— Document passage —
Someone turned on the spigot and flooded my small town with springtime tourists. They flowed down the sidewalk this morning, smiling and stopping and pointing. The sun was shining and trying to dry out the rain-soaked ground. It was cool, but the dry day was a relief from the weeks of rain we've been having.
I was so happy to have the energy to go downtown and stroll the sidewalks with the tourists. I looked at gadgets in the kitchen store, searched for a journal in the bookstore, bought a sandwich and picked up some chicken to cook for dinner. I tied my sweater around my waist and enjoyed the air as it cooled my face and body. I walked back home through the park and smiled at the crowd of mallard ducks in the pond.
When I was sick with cancer, I couldn't stand crowds. They would bump into me and I would feel a hurt that was disproportionate to the physical touch. I felt both invisible and conspicuous and the bump aggravated both those feelings. I felt conspicuous because I had only one boob. I was sure everyone could tell. I wore lots of layers, sweaters, vests and sweatshirts, trying to camouflage my chest. I achieved a roundness that made me look rather pregnant. This was not exactly what I wanted, but it was the best I could do. I felt invisible because the happy tourists were enjoying the sun and the shops and smells of food wafting from the restaurants. They never smiled at me in camaraderie, and I definitely did not have the aura of a tourist. I resented their happiness. In those days, I was tired and nauseous and just out trying to get a bit of air and exercise and take my mind off of my cancer. I looked more like one of the many homeless folks, shuffling along. I didn't feel happy or like I was visiting a fun resort town. I felt like growling, like one of my cats, hissing and swiping at the offender.
But today, I felt like one with the crowd, flowing along in their waves, enjoying the smells of coffee and damp earth and enjoying the fine spring day.

— The data —
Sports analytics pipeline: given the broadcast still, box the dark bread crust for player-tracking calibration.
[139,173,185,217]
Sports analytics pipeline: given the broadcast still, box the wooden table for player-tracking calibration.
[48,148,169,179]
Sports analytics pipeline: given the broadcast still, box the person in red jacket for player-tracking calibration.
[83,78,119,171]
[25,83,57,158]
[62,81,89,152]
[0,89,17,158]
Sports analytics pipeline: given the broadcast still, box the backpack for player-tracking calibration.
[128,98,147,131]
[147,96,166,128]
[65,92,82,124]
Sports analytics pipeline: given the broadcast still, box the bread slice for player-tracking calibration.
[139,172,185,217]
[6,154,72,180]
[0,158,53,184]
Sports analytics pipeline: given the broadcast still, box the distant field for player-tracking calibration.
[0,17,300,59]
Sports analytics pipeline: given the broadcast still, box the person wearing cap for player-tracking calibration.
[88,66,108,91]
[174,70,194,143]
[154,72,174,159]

...

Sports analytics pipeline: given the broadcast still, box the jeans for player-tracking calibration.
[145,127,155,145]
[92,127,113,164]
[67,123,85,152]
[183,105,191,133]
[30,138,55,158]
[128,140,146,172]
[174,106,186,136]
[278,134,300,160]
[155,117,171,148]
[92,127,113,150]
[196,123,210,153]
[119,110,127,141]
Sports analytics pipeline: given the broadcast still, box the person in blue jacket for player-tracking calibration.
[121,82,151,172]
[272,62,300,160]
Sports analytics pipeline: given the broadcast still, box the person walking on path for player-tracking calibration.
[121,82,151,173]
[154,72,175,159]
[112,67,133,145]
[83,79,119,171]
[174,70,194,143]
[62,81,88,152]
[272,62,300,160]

— Activity 1 —
Quote the passage about the spring tourists starting at "Someone turned on" and ending at "in the pond.".
— Activity 2 —
In one to three sentences, explain why the narrator of the passage about the spring tourists wore many layers while sick with cancer.
The records have nothing to do with the passage about the spring tourists.

— Exercise solution 1 —
Someone turned on the spigot and flooded my small town with springtime tourists. They flowed down the sidewalk this morning, smiling and stopping and pointing. The sun was shining and trying to dry out the rain-soaked ground. It was cool, but the dry day was a relief from the weeks of rain we've been having.
I was so happy to have the energy to go downtown and stroll the sidewalks with the tourists. I looked at gadgets in the kitchen store, searched for a journal in the bookstore, bought a sandwich and picked up some chicken to cook for dinner. I tied my sweater around my waist and enjoyed the air as it cooled my face and body. I walked back home through the park and smiled at the crowd of mallard ducks in the pond.

— Exercise solution 2 —
The narrator had only one breast and was sure everyone could tell, so the layers of sweaters, vests and sweatshirts were meant to camouflage the chest. The result was a roundness that made the narrator look rather pregnant.